The world's first ASIC-based miner, via Avalon


With the price of bitcoins skyrocketing, mining is suddenly big business, so enticingly big that one wannabe miner was willing to pay a 1,333 percent premium to get his (or her) foot in the door of this wildly lucrative bitcoin bonanza. Ladies and gentlemen, welcome to the bitcoin gold rush.


The craziest part? This wasn’t an auction for a physical, working, ready-to-ship bitcoin mining machine from Avalon. which claims to be the first to develop turnkey, bitcoin-specific mining computers for sale. For $20,600 (bidding started at a reasonable $500 ), the lucky winner only received a place in line and the promise that an actual (pre-ordered) miner will be delivered sometime next month. If that sounds ridiculous, well, it’s because it quite possibly is.


But clearly there are bitcoin-savvy folks betting that paying 13 times the price of a machine will actually pay off. How did we arrive at this maniacal juncture? Was it greed? Stupidity? Or simple mathematics? For the full story, we’ll have to start from the top.


How bitcoin mining works


In order to keep a record of everything, bitcoin has a ledger known as the “block chain,” a shared database of all successful transactions. Every transaction that occurs must be broadcast to the bitcoin network and everyone connected to the bitcoin network has a copy of the block chain.


Click to enlarge. How bitcoin works, by Joshua J. Romero, Brandon Palacio & Karlssonwilker Inc.


The purpose of bitcoin miners is to verify these transactions and then add groups of transactions, called blocks, to the block chain. This process occurs roughly every 10 minutes. For every block added, the successful miner receives a certain amount of bitcoins for his troubles, plus transaction fees. The reward started out at 50 bitcoins, but it's cut in half every 4 years. Right now, you get get 25 bitcoins for every block mined.


avalon bitcoin miner

Anyone can technically become a miner. The software is ready to download. all you have to do is contribute raw computing power, which means your main recurring costs are electricity bills. If you solve the next block, the spoils are yours. The more processing power at your disposal, the greater your mining ability.


But here’s the kicker. Built into the model is a “difficulty” metric, which is recalculated whenever 2016 blocks are added. As the speed of mining goes up (as more processing power is added to the system), the difficulty will increase proportionately to compensate in order to maintain the rate of one block every 10 minutes.


Mining difficulty increases at a predictable rate, via bitcoinX


What this means is that your ability to mine bitcoins isn’t necessarily about absolute computing power, but rather your computing power relative to other mines. Of course, in the end, that still means you’re going to want the most powerful hardware possible if you want to maximize your mining ability. But it also means that if you don’t keep pace, you’re going to be left behind. Which brings us to.


A brief history of mining hardware


Back in 2009, when Satoshi Nakamoto first birthed bitcoin, mining difficulty was relatively low, which meant that anyone could download the software and more or less start mining with only their CPU.


The next logical step was the GPU, dedicated graphics chips usually reserved for gaming. A graphics card from the likes of Nvidia or ATI offered a significant boost over Intel and AMD CPUs. For about $150, you could buy an off-the-shelf graphics card and start a fairly profitable mining business in mid-2011.


Mining profitability over time, via CoinLab


As more miners joined the party, difficulty increased, making the profit to power consumption ratio unpalatable for those used to a higher rate of return. Bitcoin's price collapse in July of 2011 only exacerbated the situation. Even if you believed in the future of bitcoin, if you spent more on your electric bill than you made from mining, you were better off just buying bitcoins.

Problem details: In the bitcoin mining article, how often is the difficulty metric recalculated?

Data listing:

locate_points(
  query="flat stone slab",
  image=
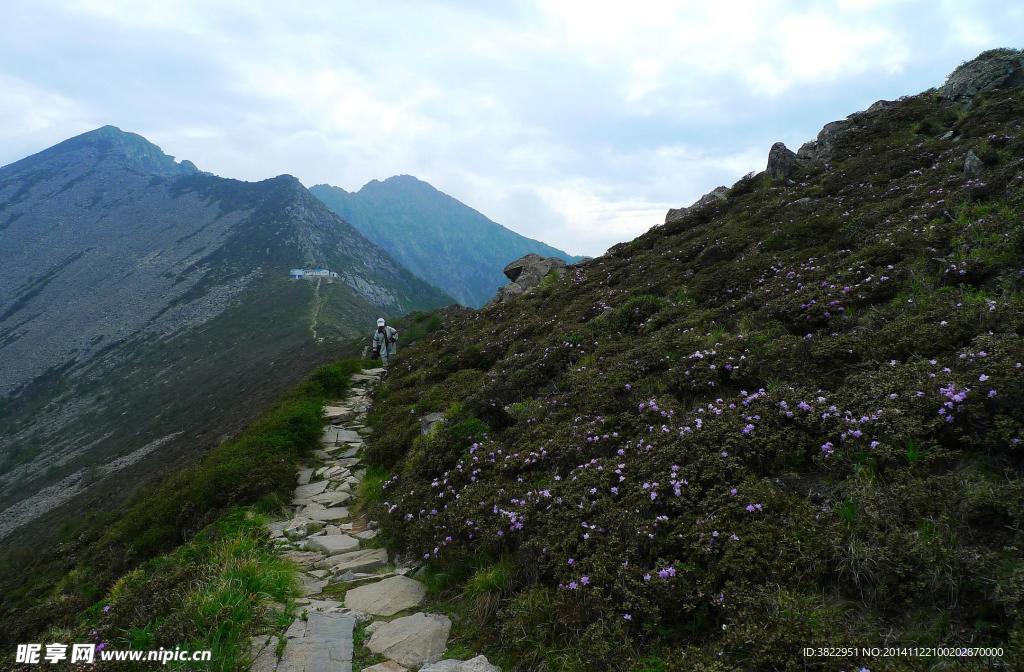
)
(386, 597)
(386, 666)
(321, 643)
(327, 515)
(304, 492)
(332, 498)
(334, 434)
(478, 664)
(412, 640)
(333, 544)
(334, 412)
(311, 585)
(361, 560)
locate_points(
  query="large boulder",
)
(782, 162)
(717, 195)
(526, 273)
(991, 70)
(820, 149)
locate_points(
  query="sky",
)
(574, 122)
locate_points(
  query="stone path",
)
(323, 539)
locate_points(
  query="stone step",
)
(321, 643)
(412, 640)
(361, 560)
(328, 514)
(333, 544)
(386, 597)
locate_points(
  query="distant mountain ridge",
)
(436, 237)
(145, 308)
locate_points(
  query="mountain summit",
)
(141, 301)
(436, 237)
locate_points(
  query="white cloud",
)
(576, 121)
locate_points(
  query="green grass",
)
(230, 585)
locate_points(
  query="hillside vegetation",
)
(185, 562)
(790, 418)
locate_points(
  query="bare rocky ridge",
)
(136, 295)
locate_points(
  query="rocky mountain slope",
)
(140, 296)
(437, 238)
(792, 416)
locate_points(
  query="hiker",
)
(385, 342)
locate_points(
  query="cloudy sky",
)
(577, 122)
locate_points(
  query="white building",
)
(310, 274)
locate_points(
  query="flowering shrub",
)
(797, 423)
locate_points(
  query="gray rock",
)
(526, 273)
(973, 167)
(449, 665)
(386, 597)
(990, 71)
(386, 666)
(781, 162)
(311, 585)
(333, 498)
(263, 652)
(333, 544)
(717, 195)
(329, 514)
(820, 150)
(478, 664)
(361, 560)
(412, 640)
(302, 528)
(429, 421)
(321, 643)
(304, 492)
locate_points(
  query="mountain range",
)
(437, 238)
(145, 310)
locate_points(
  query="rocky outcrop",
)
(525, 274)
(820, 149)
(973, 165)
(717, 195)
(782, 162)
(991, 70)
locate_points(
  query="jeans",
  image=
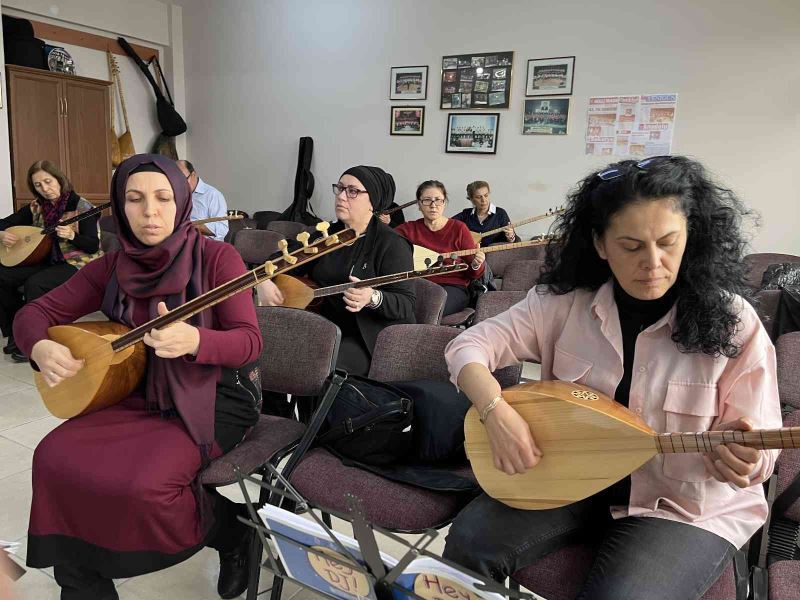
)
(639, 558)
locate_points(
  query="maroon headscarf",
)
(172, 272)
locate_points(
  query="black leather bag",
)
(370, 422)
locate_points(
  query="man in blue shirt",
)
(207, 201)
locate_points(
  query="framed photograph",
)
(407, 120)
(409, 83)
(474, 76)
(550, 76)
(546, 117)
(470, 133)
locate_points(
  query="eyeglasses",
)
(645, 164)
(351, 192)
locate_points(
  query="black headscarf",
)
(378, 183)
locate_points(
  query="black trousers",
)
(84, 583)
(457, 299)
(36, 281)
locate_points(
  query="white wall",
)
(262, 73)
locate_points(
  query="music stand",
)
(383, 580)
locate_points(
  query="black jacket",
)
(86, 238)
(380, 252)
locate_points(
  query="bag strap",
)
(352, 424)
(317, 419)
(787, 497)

Output for this task: Whenever 2016 blocks are added to the block chain.